### PROBLEM A:
Using the profile of Daniela Lamas, decide whether each statement agrees with it: (i) Lamas is a pulmonary and critical care doctor at the Brigham & Women's Hospital. (ii) When she was younger, Lamas planned to combine medicine and writing. (iii) After college, Lamas worked as the medical writer for the Boston Globe. Answer yes or no for each and quote the words from the profile that decide it.
### PROBLEM B:
Copy word for word the part of the profile of Daniela Lamas from "Yet as she got" to "to medical schools.".

### SOURCE EXTRACT:
* * *
In the intensive care unit, food is an important symbol for the medical staff, providing a way for them to deal with their sadness and anxiety. Food is also a way to offer comfort to grieving families. Daniela Lamas, a pulmonary and critical care doctor at the Brigham & Women's Hospital, thinks a lot about such telling details that she encounters on the job. She also has a unique chance to explore what they mean and put them into a grander perspective through essays she writes for The New York Times, Atlantic Monthly and other popular publications. In addition, she recently published a book called You Can Stop Humming Now: A Doctor's Stories of Life, Death and In Between. Now she will also be sharing her expertise with participants in the new Harvard Medical School postgraduate program, Effective Writing for Health Care.
Shedding Light on Small, But Meaningful, Details
Her writing, which covers a range of topics, always sheds light on small details that have bigger implications, not only for herself and her patients, but also for the society we live in today. For instance, she writes about what happens emotionally to critically ill patients who survive but return home without being able to resume their former lives. She also writes about the loneliness of spending Christmas in the ICU for staff, patients and families.
In clear, well-structured sentences, she manages to capture the pain of love, loss, fear and gratitude that often occur simultaneously, deftly untangling the threads for readers so they can follow them at a safe distance to their completion. She also shines a light on the gaps in our understanding of the emotional side of dealing with serious illness and death.
“A lot of these stories were sparked by my own curiosity. I only see patients for a small window of time in the ICU, but I don’t know them before or after,” she explains. Writing gives her a chance to connect with the emotion of the moment in deeper ways and make sense of it all.
Interestingly enough, when she was younger, Lamas never thought about combining her interest in medicine with her passion for writing. While she loved both health care and journalism, she thought she had to pick just one career goal. For her, the choice was clear: to become a doctor.
Exploring the Allure of Writing
“My father is a cardiologist and when I was growing up, he worked at Brigham and Women’s Hospital. I would go on rounds with him there and see what it was like to practice medicine and to see how he handled diagnostic dilemmas, which intrigued me,” she says, adding that she always assumed she would follow in his footsteps.
Yet as she got older, she felt that unmistakable pull toward journalism, too. She wrote for her high school newspaper and in college she served as editor of Harvard’s Crimson newspaper. “Writing was a powerful way to find a built-in community and to find out what’s going on behind the scenes,” she says.
In fact, she was so fascinated by writing—and reporting—that she took a year off following her college graduation and worked as the medical writer for the Miami Herald while she applied to medical schools.
* * *
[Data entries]
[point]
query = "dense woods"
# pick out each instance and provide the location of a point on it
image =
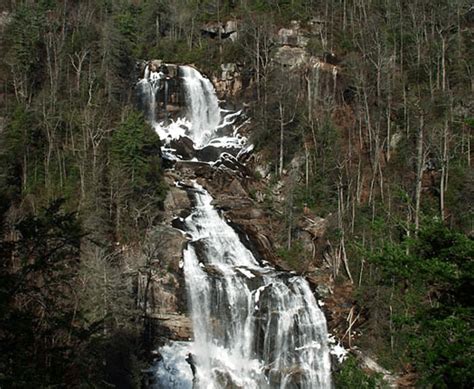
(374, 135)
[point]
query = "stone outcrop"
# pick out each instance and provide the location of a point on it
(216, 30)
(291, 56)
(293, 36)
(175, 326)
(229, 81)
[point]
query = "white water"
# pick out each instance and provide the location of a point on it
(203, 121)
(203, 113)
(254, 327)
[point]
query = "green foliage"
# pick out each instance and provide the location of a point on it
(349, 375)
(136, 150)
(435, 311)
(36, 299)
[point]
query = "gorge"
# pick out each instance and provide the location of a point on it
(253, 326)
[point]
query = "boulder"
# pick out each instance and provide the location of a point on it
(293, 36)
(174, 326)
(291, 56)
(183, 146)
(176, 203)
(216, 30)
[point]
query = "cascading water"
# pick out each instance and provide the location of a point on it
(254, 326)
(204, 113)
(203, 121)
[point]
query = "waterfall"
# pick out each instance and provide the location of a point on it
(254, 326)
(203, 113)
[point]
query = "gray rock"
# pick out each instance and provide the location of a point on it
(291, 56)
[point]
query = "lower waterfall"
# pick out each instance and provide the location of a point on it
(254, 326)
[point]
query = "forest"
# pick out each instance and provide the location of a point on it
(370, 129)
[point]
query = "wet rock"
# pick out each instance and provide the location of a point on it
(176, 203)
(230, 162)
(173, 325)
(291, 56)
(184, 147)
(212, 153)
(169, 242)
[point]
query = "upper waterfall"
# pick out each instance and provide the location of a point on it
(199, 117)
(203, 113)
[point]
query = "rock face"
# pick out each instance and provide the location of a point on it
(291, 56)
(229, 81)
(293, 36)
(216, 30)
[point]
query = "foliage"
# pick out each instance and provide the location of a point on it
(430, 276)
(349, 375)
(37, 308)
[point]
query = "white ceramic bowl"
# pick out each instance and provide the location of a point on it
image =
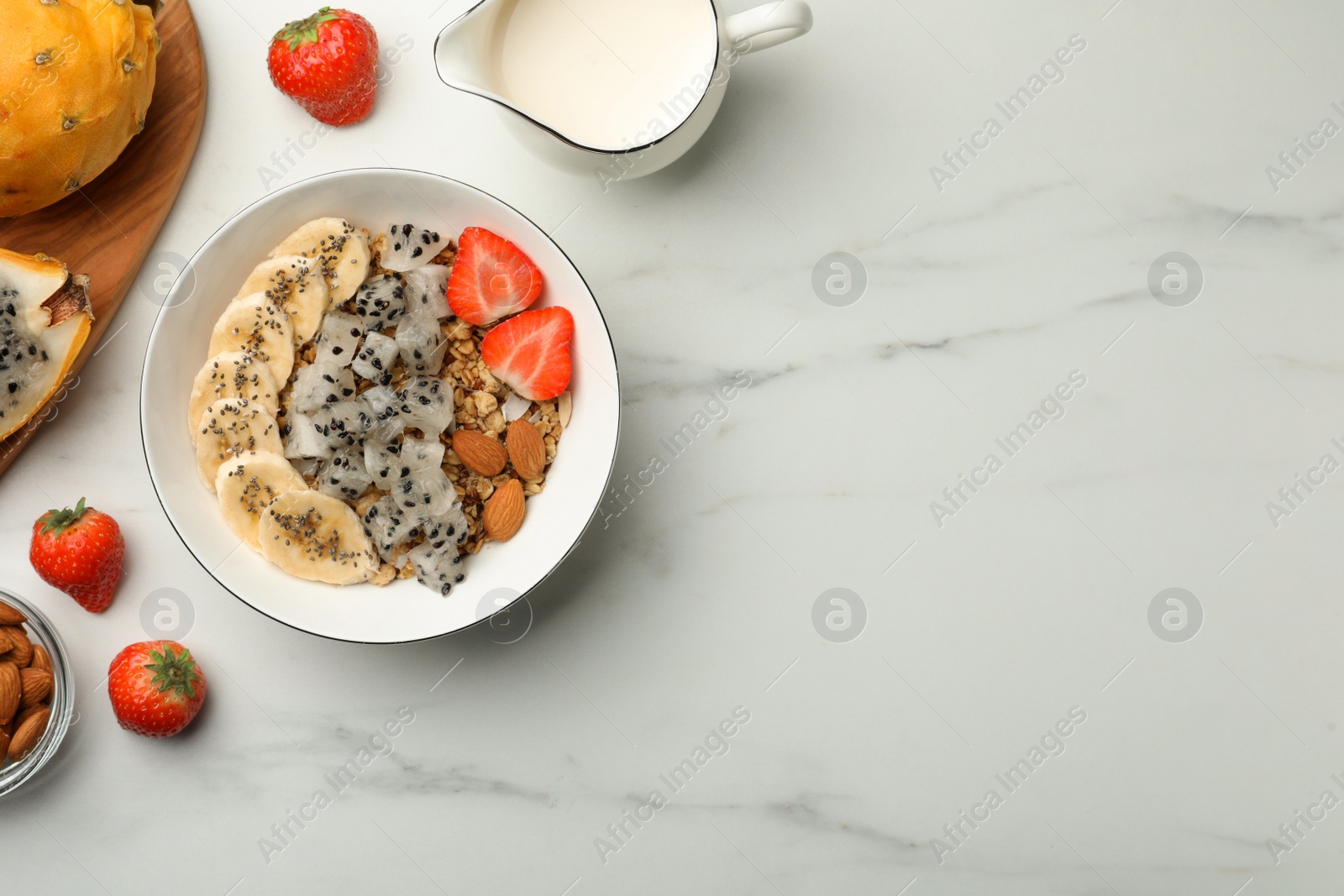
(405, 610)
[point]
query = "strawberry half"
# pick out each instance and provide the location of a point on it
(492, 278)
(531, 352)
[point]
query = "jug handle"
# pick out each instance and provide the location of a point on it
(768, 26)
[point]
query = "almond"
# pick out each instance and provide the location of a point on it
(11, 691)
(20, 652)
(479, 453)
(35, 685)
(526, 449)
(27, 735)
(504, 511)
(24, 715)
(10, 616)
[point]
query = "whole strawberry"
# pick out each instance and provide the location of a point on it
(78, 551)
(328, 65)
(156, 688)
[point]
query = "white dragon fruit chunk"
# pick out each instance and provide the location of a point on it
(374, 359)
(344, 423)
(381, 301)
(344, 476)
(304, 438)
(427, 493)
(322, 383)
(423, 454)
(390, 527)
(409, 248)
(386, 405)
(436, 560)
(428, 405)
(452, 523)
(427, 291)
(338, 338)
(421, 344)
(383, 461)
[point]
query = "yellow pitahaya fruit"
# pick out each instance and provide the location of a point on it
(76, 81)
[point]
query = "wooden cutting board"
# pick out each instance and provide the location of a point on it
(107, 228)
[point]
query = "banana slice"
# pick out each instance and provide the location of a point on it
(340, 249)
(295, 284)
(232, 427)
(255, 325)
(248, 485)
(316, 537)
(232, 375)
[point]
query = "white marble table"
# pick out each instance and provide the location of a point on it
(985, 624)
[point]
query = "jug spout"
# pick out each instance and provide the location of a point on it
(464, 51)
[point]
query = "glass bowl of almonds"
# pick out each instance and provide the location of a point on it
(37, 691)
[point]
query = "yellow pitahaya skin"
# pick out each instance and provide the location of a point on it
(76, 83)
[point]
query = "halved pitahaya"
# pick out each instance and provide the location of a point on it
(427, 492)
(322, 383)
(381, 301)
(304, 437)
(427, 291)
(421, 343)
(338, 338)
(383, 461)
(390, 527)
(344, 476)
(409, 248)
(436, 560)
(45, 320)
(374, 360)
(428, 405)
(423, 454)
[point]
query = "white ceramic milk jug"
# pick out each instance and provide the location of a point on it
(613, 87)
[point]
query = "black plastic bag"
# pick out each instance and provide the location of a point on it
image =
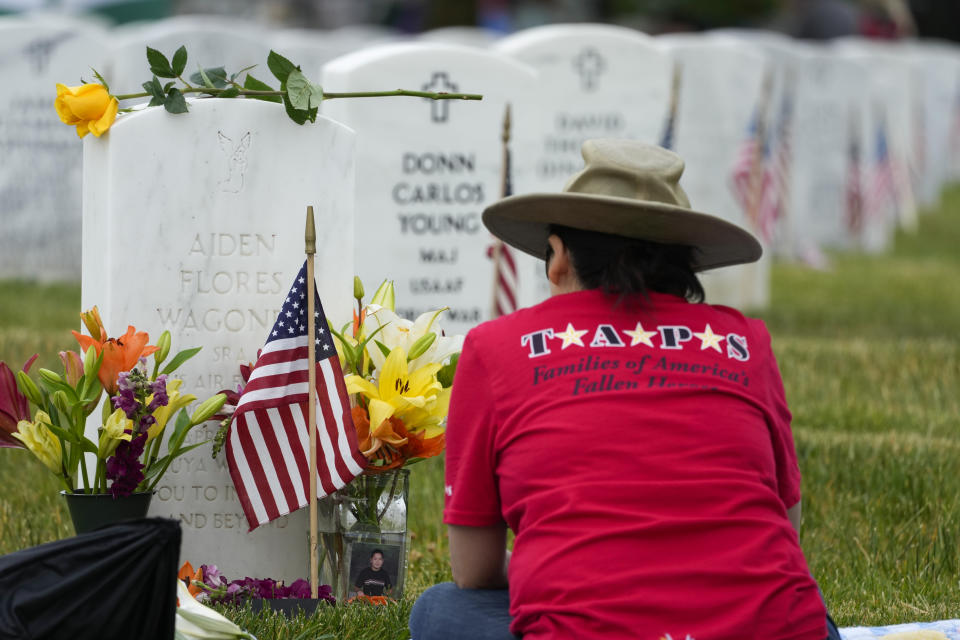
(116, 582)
* * *
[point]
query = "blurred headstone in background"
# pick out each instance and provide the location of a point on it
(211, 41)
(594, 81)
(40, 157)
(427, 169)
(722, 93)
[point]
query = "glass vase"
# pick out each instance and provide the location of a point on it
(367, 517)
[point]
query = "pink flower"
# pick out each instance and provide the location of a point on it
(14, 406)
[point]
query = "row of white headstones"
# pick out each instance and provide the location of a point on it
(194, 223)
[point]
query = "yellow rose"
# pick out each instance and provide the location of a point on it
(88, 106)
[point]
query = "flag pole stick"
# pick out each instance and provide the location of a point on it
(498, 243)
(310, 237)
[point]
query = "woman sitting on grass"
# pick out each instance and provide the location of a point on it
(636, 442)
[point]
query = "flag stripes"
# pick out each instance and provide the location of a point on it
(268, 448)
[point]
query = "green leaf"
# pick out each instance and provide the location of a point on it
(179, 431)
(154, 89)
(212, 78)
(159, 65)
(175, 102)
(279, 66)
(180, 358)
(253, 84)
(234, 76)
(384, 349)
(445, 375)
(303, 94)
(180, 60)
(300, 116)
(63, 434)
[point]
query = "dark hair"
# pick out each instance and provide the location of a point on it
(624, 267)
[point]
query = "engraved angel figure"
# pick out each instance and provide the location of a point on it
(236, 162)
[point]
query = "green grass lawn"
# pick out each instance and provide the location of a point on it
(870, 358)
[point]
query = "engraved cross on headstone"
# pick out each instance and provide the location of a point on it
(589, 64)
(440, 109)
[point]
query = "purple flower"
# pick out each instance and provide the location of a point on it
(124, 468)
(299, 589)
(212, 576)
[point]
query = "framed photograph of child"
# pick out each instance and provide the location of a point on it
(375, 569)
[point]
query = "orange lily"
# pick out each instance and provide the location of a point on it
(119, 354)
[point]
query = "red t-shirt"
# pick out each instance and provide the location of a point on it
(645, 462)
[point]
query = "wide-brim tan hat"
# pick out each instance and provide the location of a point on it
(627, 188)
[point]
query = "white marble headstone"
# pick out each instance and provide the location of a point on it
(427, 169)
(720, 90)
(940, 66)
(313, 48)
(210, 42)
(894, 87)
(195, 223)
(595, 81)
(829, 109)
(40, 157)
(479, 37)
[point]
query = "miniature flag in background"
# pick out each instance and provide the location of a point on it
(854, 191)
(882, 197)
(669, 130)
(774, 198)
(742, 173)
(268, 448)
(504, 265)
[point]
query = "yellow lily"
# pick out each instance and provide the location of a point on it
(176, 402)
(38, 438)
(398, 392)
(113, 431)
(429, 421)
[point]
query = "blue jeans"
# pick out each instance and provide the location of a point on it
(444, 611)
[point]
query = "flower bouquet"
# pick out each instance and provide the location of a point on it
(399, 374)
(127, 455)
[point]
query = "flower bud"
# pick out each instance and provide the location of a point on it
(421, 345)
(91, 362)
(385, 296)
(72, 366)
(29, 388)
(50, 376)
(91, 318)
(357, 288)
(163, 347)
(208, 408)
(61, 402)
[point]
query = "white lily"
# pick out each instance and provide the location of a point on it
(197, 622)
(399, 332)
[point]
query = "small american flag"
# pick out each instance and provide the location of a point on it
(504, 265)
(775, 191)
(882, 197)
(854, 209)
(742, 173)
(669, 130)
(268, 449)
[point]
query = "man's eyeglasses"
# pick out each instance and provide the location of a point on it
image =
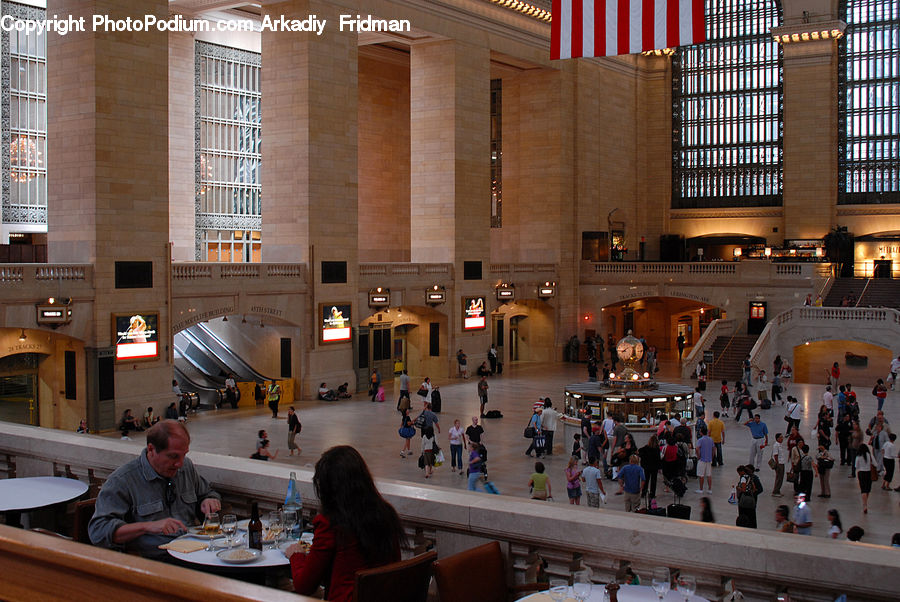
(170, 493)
* * *
### ANSWER BOX A:
(i) Yes: "Daniela Lamas, a pulmonary and critical care doctor at the Brigham & Women's Hospital"
(ii) No: "when she was younger, Lamas never thought about combining her interest in medicine with her passion for writing"
(iii) No: "worked as the medical writer for the Miami Herald while she applied to medical schools"

### ANSWER BOX B:
Yet as she got older, she felt that unmistakable pull toward journalism, too. She wrote for her high school newspaper and in college she served as editor of Harvard’s Crimson newspaper. “Writing was a powerful way to find a built-in community and to find out what’s going on behind the scenes,” she says.
In fact, she was so fascinated by writing—and reporting—that she took a year off following her college graduation and worked as the medical writer for the Miami Herald while she applied to medical schools.